• [What you need to do]: Output the line containing "of paper, I would be grateful." and each line after it through the end of the data, exactly as written, with pictures left out.

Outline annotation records
= = = = =

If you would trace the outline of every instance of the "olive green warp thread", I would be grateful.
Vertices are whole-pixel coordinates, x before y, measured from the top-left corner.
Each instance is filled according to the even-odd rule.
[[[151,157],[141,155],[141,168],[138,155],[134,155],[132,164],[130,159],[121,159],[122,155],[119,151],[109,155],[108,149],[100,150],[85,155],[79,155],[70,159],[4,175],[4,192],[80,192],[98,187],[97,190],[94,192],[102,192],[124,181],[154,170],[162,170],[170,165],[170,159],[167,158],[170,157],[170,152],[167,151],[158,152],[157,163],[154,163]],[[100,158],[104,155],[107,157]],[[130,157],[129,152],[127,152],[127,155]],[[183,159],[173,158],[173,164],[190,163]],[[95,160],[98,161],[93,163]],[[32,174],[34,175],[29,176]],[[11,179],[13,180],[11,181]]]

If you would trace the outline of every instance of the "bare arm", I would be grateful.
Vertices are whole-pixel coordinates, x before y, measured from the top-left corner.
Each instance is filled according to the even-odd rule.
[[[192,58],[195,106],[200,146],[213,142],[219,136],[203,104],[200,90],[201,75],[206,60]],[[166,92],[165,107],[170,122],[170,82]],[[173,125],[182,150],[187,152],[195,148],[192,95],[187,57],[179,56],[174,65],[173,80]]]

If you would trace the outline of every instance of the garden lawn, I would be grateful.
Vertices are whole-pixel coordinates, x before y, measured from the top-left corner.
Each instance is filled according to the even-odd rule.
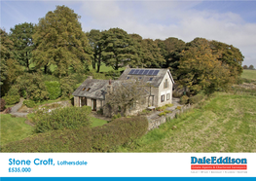
[[[243,70],[241,78],[256,80],[256,70]]]
[[[216,93],[120,152],[256,152],[256,97]],[[173,127],[175,126],[175,127]]]
[[[1,114],[1,145],[24,139],[32,135],[33,127],[25,124],[25,118],[13,118]]]

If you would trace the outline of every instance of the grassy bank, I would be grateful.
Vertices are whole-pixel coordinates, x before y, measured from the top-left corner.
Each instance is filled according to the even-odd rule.
[[[25,118],[13,118],[1,114],[1,145],[32,135],[33,127],[25,124]]]
[[[256,152],[255,110],[255,96],[216,93],[120,152]]]
[[[256,70],[243,70],[241,78],[256,80]]]

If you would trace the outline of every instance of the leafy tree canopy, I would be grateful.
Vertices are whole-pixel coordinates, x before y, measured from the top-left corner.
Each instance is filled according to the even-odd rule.
[[[56,6],[54,12],[40,18],[33,35],[37,46],[33,52],[36,67],[44,67],[47,73],[50,65],[55,65],[54,74],[61,77],[68,75],[70,68],[82,71],[83,63],[90,63],[91,49],[79,18],[65,6]]]
[[[10,38],[14,42],[15,58],[20,65],[29,70],[34,43],[32,35],[34,34],[34,24],[24,22],[11,28]]]
[[[114,70],[127,64],[134,66],[139,59],[135,44],[136,42],[123,29],[110,28],[103,31],[102,59],[107,66],[112,66]]]

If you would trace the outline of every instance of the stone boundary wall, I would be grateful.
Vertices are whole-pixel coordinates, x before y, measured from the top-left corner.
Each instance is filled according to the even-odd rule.
[[[172,111],[172,113],[166,114],[165,116],[159,117],[155,120],[149,120],[148,119],[148,122],[149,122],[148,130],[152,130],[154,128],[157,128],[162,124],[166,123],[166,118],[174,119],[176,114],[182,114],[182,113],[184,113],[187,110],[192,109],[192,108],[194,108],[194,105],[186,104],[186,105],[182,106],[181,109],[175,109],[174,111]]]

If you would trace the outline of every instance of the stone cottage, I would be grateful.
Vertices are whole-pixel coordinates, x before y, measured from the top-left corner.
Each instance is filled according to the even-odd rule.
[[[128,85],[131,80],[138,81],[143,86],[145,101],[129,109],[126,115],[132,115],[143,109],[160,107],[172,100],[174,81],[168,69],[158,68],[127,68],[118,80],[96,80],[89,77],[73,92],[74,105],[88,105],[92,111],[103,110],[103,114],[111,117],[115,114],[106,109],[110,90],[120,84]],[[113,111],[113,110],[112,110]]]

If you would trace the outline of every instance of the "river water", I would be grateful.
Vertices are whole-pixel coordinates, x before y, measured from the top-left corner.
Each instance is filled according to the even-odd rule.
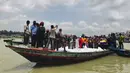
[[[83,63],[37,67],[0,40],[0,73],[130,73],[130,58],[116,54]],[[124,44],[130,50],[130,44]]]

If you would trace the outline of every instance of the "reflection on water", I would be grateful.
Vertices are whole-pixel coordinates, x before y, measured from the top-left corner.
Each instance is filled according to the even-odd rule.
[[[130,58],[110,55],[73,65],[36,66],[0,43],[0,73],[130,73]]]

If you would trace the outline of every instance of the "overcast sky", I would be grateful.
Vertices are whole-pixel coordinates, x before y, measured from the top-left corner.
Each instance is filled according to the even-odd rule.
[[[68,34],[122,32],[130,30],[130,0],[0,0],[0,30],[23,31],[26,20]]]

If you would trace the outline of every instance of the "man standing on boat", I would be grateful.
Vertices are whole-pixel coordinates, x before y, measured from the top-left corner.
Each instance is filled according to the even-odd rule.
[[[120,49],[123,49],[123,48],[124,48],[123,41],[124,41],[124,36],[120,33],[120,34],[119,34],[119,39],[118,39],[119,48],[120,48]]]
[[[27,20],[26,25],[24,26],[24,45],[27,45],[29,43],[29,35],[30,35],[29,24],[30,24],[30,21]]]
[[[55,46],[54,46],[54,42],[56,39],[56,29],[58,28],[58,25],[56,25],[56,27],[54,27],[54,25],[51,25],[51,30],[50,30],[50,36],[49,36],[49,40],[47,43],[47,48],[49,47],[49,44],[51,44],[51,49],[54,50]]]
[[[31,46],[35,47],[36,45],[36,32],[37,32],[37,25],[36,21],[33,21],[33,25],[31,26]]]
[[[44,22],[40,23],[39,28],[37,29],[37,47],[43,47],[43,41],[45,37],[45,27]]]

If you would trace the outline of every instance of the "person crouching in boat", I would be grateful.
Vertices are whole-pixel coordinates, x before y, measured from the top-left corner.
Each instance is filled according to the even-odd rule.
[[[37,29],[37,47],[43,47],[44,37],[45,37],[45,27],[44,22],[40,23],[39,28]]]
[[[84,46],[86,46],[86,38],[85,35],[82,34],[81,38],[79,39],[79,48],[83,48]]]
[[[29,44],[29,36],[30,36],[29,24],[30,24],[30,21],[27,20],[26,25],[24,26],[24,45]]]
[[[51,49],[54,50],[55,46],[54,46],[54,42],[56,39],[56,29],[58,28],[58,26],[56,25],[56,27],[54,27],[54,25],[51,25],[51,30],[50,30],[50,36],[49,36],[49,40],[47,43],[47,48],[49,48],[49,44],[51,44]]]
[[[56,34],[56,49],[58,51],[58,48],[63,47],[65,51],[65,45],[64,45],[64,38],[62,34],[62,29],[59,29],[58,33]]]
[[[118,43],[119,43],[119,48],[120,48],[120,49],[123,49],[123,48],[124,48],[123,40],[124,40],[124,36],[120,33],[120,34],[119,34],[119,38],[118,38]]]
[[[106,38],[101,38],[99,41],[99,47],[102,49],[107,49],[108,48],[108,42]]]
[[[31,46],[35,47],[36,46],[36,33],[37,33],[37,25],[36,21],[33,21],[33,25],[31,26]]]

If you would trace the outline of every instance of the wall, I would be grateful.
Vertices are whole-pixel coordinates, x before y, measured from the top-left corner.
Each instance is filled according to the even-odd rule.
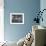
[[[18,41],[32,28],[32,20],[40,9],[40,0],[4,0],[4,38]],[[24,24],[10,24],[10,13],[24,13]]]
[[[46,0],[40,0],[40,9],[41,10],[46,9]],[[40,25],[46,27],[46,11],[44,11],[42,17],[43,17],[44,20],[43,20],[43,22],[40,21]],[[46,44],[46,42],[45,42],[45,44]]]
[[[42,11],[43,9],[46,9],[46,0],[40,0],[40,9],[41,9],[41,11]],[[40,25],[46,27],[46,20],[45,20],[45,19],[46,19],[46,11],[43,12],[42,17],[43,17],[43,22],[41,21],[41,22],[40,22]]]

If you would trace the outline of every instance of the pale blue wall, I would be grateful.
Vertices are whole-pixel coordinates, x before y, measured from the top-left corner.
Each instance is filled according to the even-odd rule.
[[[5,40],[17,41],[27,34],[32,27],[32,19],[36,17],[35,12],[40,9],[39,0],[4,0],[4,36]],[[23,12],[24,24],[11,25],[10,13]]]
[[[40,1],[40,10],[42,11],[43,9],[46,9],[46,0],[41,0]],[[45,26],[46,27],[46,11],[43,12],[43,22],[40,22],[40,25]]]

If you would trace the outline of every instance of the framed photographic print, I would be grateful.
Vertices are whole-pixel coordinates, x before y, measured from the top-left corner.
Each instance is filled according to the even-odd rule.
[[[24,13],[10,13],[10,24],[24,24]]]

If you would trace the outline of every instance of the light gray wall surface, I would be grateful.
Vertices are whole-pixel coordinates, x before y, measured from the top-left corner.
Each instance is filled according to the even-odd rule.
[[[18,41],[32,29],[32,21],[40,9],[40,0],[4,0],[4,39]],[[24,13],[24,24],[10,24],[10,13]]]

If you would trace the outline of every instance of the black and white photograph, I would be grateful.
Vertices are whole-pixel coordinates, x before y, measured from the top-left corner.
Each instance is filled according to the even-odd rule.
[[[10,13],[10,24],[24,24],[24,13]]]

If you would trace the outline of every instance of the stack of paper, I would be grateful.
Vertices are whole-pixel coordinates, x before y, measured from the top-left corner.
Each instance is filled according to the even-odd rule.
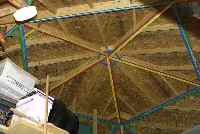
[[[0,99],[15,103],[34,91],[38,80],[10,59],[0,62]]]

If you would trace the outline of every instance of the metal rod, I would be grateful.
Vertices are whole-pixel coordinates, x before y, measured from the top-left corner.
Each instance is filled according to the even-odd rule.
[[[178,14],[178,11],[176,9],[176,6],[173,8],[174,9],[174,13],[175,13],[175,17],[176,17],[176,21],[177,21],[177,25],[179,27],[179,31],[180,31],[180,35],[181,38],[184,42],[185,48],[187,50],[188,56],[191,59],[194,71],[196,73],[197,79],[200,80],[200,68],[197,62],[196,57],[194,56],[193,50],[192,50],[192,46],[191,46],[191,42],[189,39],[189,35],[188,32],[183,24],[183,22],[181,21],[181,17]]]
[[[119,104],[118,104],[117,95],[116,95],[116,91],[115,91],[115,85],[114,85],[114,80],[113,80],[111,63],[110,63],[109,57],[107,57],[106,59],[107,59],[107,66],[108,66],[108,72],[109,72],[109,77],[110,77],[110,84],[111,84],[111,89],[112,89],[112,95],[113,95],[115,110],[116,110],[116,113],[117,113],[117,119],[118,119],[118,123],[121,124],[121,115],[120,115]],[[121,134],[123,134],[124,133],[123,126],[120,127],[120,130],[121,130]]]
[[[44,122],[44,134],[47,134],[47,122],[48,122],[48,101],[49,101],[49,75],[46,79],[46,97],[45,97],[45,122]]]
[[[18,30],[19,30],[20,49],[21,49],[21,61],[22,61],[24,70],[28,72],[28,52],[26,48],[26,37],[25,37],[24,25],[19,24]]]

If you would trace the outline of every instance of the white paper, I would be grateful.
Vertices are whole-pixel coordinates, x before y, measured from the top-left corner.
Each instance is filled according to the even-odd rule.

= = = = =

• [Exercise result]:
If you would trace the outline of every instance of the stack of paper, I would be grateful.
Vertices are whole-pixel coordinates, x before y, measured from the top-left corner.
Each instance is filled according to the even-odd rule.
[[[0,99],[15,103],[34,91],[38,80],[10,59],[0,62]]]

If you would trace the outline of every instance of the metal rod, I would be grateful.
Vertices are whole-pixel coordinates, x before y, measured from the top-left corner.
Each instance is filled according to the even-odd rule.
[[[178,14],[178,11],[176,9],[176,6],[173,8],[174,9],[174,13],[175,13],[175,17],[176,17],[176,21],[177,21],[177,25],[179,27],[179,31],[180,31],[180,35],[181,38],[184,42],[185,48],[187,50],[188,56],[191,59],[194,71],[196,73],[197,79],[200,80],[200,68],[197,62],[196,57],[194,56],[193,50],[192,50],[192,46],[191,46],[191,42],[189,39],[189,35],[188,32],[183,24],[183,22],[181,21],[181,17]]]
[[[119,104],[118,104],[117,95],[116,95],[116,91],[115,91],[115,85],[114,85],[114,80],[113,80],[111,63],[110,63],[109,57],[107,57],[106,59],[107,59],[107,66],[108,66],[108,72],[109,72],[109,77],[110,77],[110,84],[111,84],[111,89],[112,89],[112,95],[113,95],[115,110],[116,110],[116,113],[117,113],[117,119],[118,119],[118,123],[121,124],[121,115],[120,115]],[[121,134],[123,134],[124,133],[123,126],[120,127],[120,130],[121,130]]]
[[[44,122],[44,134],[47,134],[47,122],[48,122],[48,101],[49,101],[49,75],[46,79],[46,97],[45,97],[45,122]]]
[[[18,30],[19,30],[20,49],[21,49],[21,61],[22,61],[24,70],[28,72],[28,52],[26,48],[26,37],[25,37],[24,25],[19,24]]]

If you would trace the outline of every instance of the white paper, I would be grateful.
Vertices are whole-pixel coordinates, x before y, measured from the top-left corner.
Each instance is filled according to the even-odd rule.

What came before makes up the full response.